Gib die Zeilen aller folgenden Einträge als JSON-Liste von Zeichenketten wieder, mit einer Zeichenkette pro Zeile und ohne Leerzeilen. Die Bilder lässt du dabei weg.

==== Einträge zur Aufgabe ====

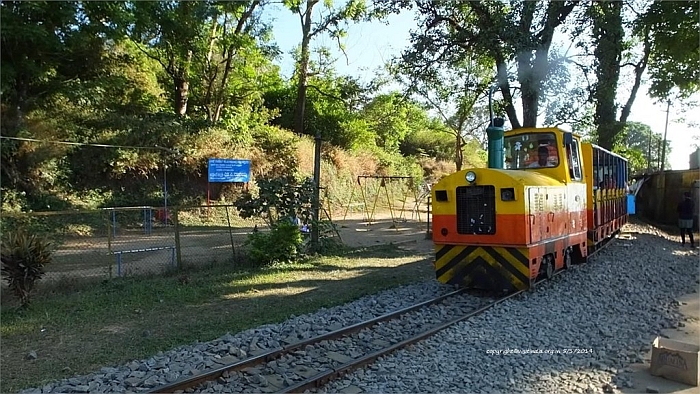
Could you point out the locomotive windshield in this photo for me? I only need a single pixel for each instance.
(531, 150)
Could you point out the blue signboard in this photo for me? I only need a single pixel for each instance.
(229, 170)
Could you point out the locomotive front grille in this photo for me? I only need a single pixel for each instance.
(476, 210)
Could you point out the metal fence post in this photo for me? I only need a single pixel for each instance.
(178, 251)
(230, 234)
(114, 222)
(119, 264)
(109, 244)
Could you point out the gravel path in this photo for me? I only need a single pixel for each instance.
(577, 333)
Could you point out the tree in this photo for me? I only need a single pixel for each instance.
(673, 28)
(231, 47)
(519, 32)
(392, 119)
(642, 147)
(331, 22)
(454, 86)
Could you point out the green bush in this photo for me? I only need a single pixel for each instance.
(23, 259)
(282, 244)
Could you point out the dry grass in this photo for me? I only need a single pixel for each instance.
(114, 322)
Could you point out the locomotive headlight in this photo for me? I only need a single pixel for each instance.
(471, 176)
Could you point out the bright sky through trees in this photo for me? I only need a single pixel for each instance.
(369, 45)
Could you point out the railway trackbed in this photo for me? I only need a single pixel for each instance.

====

• [Richtige Antwort]
[
  "Could you point out the locomotive windshield in this photo for me? I only need a single pixel for each instance.",
  "(531, 150)",
  "Could you point out the blue signboard in this photo for me? I only need a single pixel for each instance.",
  "(229, 170)",
  "Could you point out the locomotive front grille in this photo for me? I only need a single pixel for each instance.",
  "(476, 210)",
  "Could you point out the metal fence post in this photo for me? I only need a single pixel for each instance.",
  "(178, 251)",
  "(230, 234)",
  "(114, 222)",
  "(119, 264)",
  "(109, 244)",
  "Could you point out the gravel path in this photo for me? I only need a single pixel for each instance.",
  "(577, 333)",
  "Could you point out the tree in this photo for me? I only need a single pixel for each instance.",
  "(673, 28)",
  "(231, 47)",
  "(519, 32)",
  "(392, 119)",
  "(642, 147)",
  "(331, 22)",
  "(454, 86)",
  "Could you point out the green bush in this photo for me? I only need a single pixel for each instance.",
  "(23, 259)",
  "(282, 244)",
  "Could you point out the dry grass in this photo for me? I only need a single pixel for each instance.",
  "(114, 322)",
  "Could you point out the locomotive headlight in this photo for me? I only need a single pixel for each instance.",
  "(471, 176)",
  "Could you point out the bright sky through trees in this photo for me? I only need a single pixel for each instance.",
  "(369, 45)",
  "Could you point out the railway trackbed in this photo for me? I only need a single pixel for each instance."
]